▶ Task description: Write out each line exactly, starting with the one containing "Find the white" and stopping after the last line of the listing below.

::::::::::

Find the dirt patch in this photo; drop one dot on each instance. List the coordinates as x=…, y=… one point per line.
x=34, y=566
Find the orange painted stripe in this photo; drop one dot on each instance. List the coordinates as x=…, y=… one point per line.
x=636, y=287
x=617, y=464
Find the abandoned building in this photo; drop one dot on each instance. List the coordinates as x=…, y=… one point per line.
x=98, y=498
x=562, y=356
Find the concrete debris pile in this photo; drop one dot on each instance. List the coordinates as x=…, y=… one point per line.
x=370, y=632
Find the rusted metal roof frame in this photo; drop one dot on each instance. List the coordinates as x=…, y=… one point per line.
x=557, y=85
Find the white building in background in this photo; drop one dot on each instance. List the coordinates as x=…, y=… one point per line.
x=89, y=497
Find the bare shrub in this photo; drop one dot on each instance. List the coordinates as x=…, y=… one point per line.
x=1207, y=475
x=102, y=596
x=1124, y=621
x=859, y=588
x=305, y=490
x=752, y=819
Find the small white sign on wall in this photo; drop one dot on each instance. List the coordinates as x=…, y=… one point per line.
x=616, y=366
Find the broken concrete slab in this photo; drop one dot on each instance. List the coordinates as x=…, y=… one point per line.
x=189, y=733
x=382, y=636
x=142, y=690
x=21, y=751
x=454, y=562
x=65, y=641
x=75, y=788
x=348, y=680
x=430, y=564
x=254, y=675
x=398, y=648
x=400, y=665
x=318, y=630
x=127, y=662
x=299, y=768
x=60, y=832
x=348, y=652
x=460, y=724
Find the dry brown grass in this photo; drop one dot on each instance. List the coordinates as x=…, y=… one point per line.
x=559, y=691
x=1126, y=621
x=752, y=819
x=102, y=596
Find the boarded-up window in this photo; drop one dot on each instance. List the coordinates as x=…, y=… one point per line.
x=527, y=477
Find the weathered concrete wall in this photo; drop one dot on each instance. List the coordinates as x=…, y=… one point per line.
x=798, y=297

::::::::::

▶ Solved exercise:
Find the white building in background in this photo; drop one dot on each instance. List the coordinates as x=…, y=… one point per line.
x=89, y=497
Find the bare shrub in this photo; drop one dot on each instance. List the coordinates as x=…, y=… one point per line.
x=1207, y=475
x=102, y=596
x=1124, y=621
x=859, y=588
x=305, y=490
x=752, y=819
Find the small white sign on wall in this photo; drop one dot on each instance. List the coordinates as x=…, y=… one point per line.
x=616, y=366
Find the broken concrete slab in this photo; drop one dot on each instance. List the coordinates as x=…, y=… one point per line.
x=189, y=733
x=382, y=636
x=142, y=690
x=21, y=751
x=454, y=562
x=65, y=641
x=75, y=788
x=348, y=680
x=430, y=564
x=254, y=675
x=398, y=648
x=400, y=665
x=318, y=630
x=127, y=662
x=299, y=768
x=60, y=832
x=348, y=652
x=460, y=724
Find the dry brown grass in this photo; drop one dot on each instance. List the coordinates as x=…, y=… one point per line.
x=559, y=691
x=1126, y=621
x=752, y=819
x=102, y=596
Find the boarded-up window in this photo; drop one dot on each instance. List the coordinates as x=…, y=… one point per line.
x=527, y=477
Find the weathered concrete wall in this photo; drop one dot on each instance. List the coordinates as x=…, y=… one point per line.
x=798, y=297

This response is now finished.